==== SUPPLIED TEXT

When a member of a group of Jones County Junior College students heard about Sunday’s untimely death of TV pitchman Billy Mays, she didn’t believe.
Twenty-one-year-old Allison Graves, who had just met Mays a week ago, said the news seemed unreal.
“When one of my friends told me, at first I thought they were playing a joke on me because they knew I had just met the man,” Graves said about her reaction to Mays’ death. “Once I checked out the news and realized it was true, it was so weird. I had put my photo with him on Facebook and to think that we met him on Wednesday and he died on Sunday. It’s just weird.”
Graves — along with seven other JCJC students, and instructors Charlotte Williams of Ellisville and David Ray of Petal — were in California as a part of a school trip for members of the academic business organization, Phi Beta Lambda.

========
==== EXERCISE DATA

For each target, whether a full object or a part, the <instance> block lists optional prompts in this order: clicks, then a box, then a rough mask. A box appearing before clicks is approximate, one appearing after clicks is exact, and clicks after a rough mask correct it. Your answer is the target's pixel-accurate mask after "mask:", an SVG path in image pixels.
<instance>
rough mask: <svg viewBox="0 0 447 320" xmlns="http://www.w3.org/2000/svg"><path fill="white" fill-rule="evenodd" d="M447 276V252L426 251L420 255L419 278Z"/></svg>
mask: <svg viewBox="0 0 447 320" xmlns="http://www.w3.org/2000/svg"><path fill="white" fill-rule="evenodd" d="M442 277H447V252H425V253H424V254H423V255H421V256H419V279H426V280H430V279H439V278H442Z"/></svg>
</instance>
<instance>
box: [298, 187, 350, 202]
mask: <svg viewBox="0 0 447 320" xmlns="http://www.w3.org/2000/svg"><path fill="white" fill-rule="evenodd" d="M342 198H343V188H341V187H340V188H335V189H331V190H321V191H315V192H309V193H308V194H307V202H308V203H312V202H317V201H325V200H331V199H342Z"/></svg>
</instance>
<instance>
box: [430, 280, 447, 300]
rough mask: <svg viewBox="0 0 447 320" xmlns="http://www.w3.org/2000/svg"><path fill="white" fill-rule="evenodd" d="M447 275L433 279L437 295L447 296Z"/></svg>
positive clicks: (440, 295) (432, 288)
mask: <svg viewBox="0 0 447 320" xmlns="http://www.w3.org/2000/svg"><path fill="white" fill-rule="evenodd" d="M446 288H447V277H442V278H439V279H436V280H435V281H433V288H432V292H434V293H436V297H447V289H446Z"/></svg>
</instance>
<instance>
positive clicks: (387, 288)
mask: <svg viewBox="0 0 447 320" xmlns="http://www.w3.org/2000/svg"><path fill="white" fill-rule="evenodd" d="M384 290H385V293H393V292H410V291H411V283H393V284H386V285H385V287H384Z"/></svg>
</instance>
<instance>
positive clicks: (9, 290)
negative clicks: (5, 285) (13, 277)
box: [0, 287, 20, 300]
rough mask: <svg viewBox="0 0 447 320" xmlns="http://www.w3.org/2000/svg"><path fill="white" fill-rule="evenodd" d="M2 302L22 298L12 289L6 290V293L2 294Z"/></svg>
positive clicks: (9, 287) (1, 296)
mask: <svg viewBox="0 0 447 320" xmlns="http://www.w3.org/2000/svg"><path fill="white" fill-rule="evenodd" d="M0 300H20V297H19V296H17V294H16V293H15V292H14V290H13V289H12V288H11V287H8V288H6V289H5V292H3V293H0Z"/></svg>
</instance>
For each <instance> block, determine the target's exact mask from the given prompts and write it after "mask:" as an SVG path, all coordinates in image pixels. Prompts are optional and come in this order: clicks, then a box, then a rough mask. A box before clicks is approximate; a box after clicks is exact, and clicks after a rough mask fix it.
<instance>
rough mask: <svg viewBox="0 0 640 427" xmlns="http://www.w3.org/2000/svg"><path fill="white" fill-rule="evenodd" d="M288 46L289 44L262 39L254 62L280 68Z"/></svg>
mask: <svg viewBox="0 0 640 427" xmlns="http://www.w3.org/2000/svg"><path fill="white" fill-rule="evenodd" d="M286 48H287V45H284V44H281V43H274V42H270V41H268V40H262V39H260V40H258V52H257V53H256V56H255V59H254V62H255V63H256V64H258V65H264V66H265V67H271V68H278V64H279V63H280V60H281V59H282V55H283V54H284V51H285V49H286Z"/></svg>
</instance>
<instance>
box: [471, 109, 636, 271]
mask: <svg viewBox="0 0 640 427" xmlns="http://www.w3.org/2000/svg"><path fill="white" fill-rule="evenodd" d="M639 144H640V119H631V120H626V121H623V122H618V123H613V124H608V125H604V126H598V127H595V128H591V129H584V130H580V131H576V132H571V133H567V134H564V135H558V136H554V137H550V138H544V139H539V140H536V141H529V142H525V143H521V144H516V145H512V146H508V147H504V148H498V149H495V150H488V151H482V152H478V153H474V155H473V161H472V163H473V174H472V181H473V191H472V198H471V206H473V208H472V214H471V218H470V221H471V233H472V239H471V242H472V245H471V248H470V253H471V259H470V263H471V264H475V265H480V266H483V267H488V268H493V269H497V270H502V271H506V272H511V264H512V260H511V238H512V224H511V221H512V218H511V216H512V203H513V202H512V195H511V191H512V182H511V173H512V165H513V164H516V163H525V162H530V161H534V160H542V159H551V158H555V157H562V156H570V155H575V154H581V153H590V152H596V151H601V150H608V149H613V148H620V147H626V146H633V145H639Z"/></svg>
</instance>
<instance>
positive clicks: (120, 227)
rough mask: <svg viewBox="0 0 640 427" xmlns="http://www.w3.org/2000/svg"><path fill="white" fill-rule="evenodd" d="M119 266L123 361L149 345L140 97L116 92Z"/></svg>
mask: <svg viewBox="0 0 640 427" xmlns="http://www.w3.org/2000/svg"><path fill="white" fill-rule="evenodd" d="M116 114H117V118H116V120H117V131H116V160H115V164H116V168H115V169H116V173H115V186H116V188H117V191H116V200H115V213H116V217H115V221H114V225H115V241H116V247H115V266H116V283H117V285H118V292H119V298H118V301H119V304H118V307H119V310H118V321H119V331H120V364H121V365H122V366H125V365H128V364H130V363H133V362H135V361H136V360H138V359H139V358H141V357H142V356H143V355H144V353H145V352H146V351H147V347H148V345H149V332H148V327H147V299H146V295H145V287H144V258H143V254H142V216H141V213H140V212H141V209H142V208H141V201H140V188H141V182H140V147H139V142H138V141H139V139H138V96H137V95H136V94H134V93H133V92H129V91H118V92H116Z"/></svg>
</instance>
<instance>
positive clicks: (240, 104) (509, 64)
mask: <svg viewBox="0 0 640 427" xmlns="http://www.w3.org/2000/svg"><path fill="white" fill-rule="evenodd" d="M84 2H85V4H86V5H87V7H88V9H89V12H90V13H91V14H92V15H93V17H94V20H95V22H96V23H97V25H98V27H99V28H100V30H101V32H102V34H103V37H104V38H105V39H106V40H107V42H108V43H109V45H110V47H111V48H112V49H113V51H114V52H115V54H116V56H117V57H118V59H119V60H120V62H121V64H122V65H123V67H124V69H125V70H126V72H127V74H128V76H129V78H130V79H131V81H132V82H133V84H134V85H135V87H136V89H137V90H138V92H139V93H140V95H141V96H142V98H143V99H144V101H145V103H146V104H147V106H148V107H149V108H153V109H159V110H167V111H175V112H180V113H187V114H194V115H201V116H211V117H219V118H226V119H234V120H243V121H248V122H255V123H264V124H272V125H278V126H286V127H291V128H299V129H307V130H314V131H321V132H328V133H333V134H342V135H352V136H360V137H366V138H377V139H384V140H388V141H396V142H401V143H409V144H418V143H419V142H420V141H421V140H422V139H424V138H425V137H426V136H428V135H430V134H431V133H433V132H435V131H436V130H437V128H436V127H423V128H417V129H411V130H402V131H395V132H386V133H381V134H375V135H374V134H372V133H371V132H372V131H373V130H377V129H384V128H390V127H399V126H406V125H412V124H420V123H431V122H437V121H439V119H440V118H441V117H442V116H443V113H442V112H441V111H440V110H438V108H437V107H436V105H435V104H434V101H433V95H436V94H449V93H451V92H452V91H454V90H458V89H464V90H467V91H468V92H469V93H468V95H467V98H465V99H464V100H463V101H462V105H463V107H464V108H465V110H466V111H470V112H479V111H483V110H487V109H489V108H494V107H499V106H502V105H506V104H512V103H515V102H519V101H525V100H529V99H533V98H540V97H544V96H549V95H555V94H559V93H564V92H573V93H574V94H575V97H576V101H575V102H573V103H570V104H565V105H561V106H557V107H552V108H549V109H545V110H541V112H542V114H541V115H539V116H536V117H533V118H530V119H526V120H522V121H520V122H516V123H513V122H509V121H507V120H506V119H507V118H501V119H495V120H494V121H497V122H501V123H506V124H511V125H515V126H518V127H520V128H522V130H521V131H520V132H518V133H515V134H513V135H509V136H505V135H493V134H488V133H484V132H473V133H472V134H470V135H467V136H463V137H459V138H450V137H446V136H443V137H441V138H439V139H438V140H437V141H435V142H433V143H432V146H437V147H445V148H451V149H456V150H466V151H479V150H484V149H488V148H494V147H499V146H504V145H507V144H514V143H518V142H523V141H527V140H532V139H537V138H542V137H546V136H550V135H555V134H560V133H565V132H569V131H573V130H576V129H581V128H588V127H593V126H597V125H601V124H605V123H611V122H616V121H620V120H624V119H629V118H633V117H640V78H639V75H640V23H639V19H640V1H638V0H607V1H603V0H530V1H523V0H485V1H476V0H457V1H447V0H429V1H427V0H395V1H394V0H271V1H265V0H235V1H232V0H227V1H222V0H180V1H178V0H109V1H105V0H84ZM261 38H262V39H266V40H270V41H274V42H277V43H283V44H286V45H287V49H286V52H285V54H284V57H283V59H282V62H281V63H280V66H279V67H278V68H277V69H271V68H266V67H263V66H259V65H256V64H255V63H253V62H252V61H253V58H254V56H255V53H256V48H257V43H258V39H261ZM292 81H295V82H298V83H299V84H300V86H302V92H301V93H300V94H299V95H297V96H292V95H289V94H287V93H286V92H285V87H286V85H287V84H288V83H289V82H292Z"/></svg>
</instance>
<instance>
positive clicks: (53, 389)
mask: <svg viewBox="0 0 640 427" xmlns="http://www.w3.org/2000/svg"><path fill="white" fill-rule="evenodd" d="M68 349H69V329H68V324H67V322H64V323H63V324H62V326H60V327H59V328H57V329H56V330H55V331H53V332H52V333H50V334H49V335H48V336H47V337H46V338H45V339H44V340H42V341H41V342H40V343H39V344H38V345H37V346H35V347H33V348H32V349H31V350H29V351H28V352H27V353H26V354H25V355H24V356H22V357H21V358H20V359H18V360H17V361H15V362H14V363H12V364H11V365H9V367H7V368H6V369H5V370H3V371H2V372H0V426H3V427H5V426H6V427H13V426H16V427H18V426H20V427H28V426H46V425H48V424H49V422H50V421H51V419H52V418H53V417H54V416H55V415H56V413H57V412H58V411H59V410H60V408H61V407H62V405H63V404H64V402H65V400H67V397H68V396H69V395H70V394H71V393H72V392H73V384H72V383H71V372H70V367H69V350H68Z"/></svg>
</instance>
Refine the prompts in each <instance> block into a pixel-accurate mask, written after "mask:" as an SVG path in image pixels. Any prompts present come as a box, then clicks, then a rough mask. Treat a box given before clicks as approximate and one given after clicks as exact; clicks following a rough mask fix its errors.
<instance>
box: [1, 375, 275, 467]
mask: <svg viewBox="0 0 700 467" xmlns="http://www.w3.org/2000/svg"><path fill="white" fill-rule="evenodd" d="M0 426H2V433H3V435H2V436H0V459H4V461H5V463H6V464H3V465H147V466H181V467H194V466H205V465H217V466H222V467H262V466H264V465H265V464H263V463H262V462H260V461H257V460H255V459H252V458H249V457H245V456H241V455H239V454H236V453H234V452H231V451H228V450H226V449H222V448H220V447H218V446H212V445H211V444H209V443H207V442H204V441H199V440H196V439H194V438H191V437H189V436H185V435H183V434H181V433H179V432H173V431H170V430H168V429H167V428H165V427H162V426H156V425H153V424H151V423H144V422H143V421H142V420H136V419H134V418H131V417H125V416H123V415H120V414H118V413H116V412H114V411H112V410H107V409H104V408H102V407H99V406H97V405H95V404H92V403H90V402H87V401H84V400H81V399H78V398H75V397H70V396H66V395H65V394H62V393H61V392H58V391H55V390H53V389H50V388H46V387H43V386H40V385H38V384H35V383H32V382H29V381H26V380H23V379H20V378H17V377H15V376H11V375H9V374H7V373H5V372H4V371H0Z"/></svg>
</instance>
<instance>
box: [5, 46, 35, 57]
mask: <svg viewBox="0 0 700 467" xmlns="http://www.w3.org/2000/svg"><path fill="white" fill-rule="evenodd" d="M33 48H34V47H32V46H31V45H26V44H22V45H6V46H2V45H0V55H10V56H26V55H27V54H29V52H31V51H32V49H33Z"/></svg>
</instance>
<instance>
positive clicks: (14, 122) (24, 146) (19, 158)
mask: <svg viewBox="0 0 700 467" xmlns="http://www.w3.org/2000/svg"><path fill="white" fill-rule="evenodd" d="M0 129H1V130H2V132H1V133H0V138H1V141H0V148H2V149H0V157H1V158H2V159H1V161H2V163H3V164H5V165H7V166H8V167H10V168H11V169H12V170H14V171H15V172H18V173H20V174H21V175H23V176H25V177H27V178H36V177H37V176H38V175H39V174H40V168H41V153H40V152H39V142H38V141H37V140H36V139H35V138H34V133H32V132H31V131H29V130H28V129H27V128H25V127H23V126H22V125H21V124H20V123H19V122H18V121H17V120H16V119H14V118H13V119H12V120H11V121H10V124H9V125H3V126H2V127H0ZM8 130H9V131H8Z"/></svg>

========

• DIRECTIVE A
In the article about the college students who met Billy Mays, how old is Allison Graves?
• DIRECTIVE B
From the Billy Mays article, copy out the passage that opens with "Graves — along" and closes with "Phi Beta Lambda.", substituting "Nevada" for "California".
• DIRECTIVE C
Continue the article about the Jones County Junior College students who met Billy Mays, starting after its last sentence.

• RESPONSE BOX A
Twenty-one.

• RESPONSE BOX B
Graves — along with seven other JCJC students, and instructors Charlotte Williams of Ellisville and David Ray of Petal — were in Nevada as a part of a school trip for members of the academic business organization, Phi Beta Lambda.

• RESPONSE BOX C
The group — which included Allison Graves of Laurel, Caleb Houston of Laurel, Sean Wolfe of Hattiesburg, Brian Leggett of Laurel, Brittany Henry of Laurel, Susanna Walters of Hattiesburg, Kayla Graham of Foxworth and Clair Mahon of Petal — had been at a PBL Conference in Anaheim, Calif., where they competed in 14 events and captured five wins in three events.
Williams and Ray said they were proud of the group’s achievements. However, they were worried because many of them had been hoping “to see somebody famous” and they had not.
That is until they were preparing to return to Mississippi and traveled to the Los Angeles airport on Wednesday.
“It was about 9:30 a.m. when we were in the airport,” Graves recalls. “Me and Caleb Houston were sitting down eating breakfast when Sean Wolfe said he saw Billy Mays and talked to him.
“We didn’t believe him. So, we kept on eating. When we finished, we were going to go look at magazines and that’s when we saw him,” she said with excitement.
Graves said unlike his television personality, Mays was soft-spoken.
“We went up to him and he actually talked to us,” she said. “He was kind and quiet-talking.
“He was real nice to us and gave all of us autographed photos,” she recalled. “Then, we asked him if we could take a picture and he said ‘yes, find someone to take it.’ We just asked someone passing by and we got our photo taken with Billy Mays.”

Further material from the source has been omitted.